_EXERCISE REQUIREMENTS:_ Reproduce all of the material below, requests included, and shift every coordinate in the answers up by 10. Leave the sample points inside the requests unchanged.

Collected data

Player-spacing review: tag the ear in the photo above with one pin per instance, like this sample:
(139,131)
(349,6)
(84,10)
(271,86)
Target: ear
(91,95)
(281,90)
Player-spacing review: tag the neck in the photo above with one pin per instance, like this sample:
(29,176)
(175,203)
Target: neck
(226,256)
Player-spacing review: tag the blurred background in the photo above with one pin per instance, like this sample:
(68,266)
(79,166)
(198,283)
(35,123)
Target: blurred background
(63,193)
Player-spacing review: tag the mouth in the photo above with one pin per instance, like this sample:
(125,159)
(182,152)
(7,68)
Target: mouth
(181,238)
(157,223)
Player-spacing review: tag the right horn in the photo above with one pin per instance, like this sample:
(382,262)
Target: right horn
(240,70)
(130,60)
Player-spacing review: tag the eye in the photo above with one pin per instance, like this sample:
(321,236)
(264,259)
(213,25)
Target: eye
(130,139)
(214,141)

_OUTPUT OF THE TASK:_
Player-spacing review: tag the ear in the photo above with one pin per instance, like this sample:
(139,131)
(349,6)
(84,10)
(271,86)
Target: ear
(101,105)
(291,100)
Player-spacing review: tag the neck in the photo above with one pin per instance, like this sample:
(29,176)
(175,203)
Target: neck
(236,266)
Player-spacing review: tag the blurred background in the photo above with one pin per instance, like this sample:
(68,266)
(79,166)
(198,283)
(35,123)
Target: blurred background
(73,203)
Player-spacing review: tag the mouth in the photo above with one pin per instance, like this sample:
(125,159)
(182,152)
(7,68)
Target: mouth
(191,248)
(167,233)
Player-spacing review: tag the right horn in the photo above with one pin per instance, like this sample:
(382,262)
Target: right horn
(250,80)
(140,70)
Player-spacing review: tag the eye in the photo above with one pin per instance, like this sample:
(321,236)
(264,259)
(213,25)
Target: eye
(140,149)
(224,151)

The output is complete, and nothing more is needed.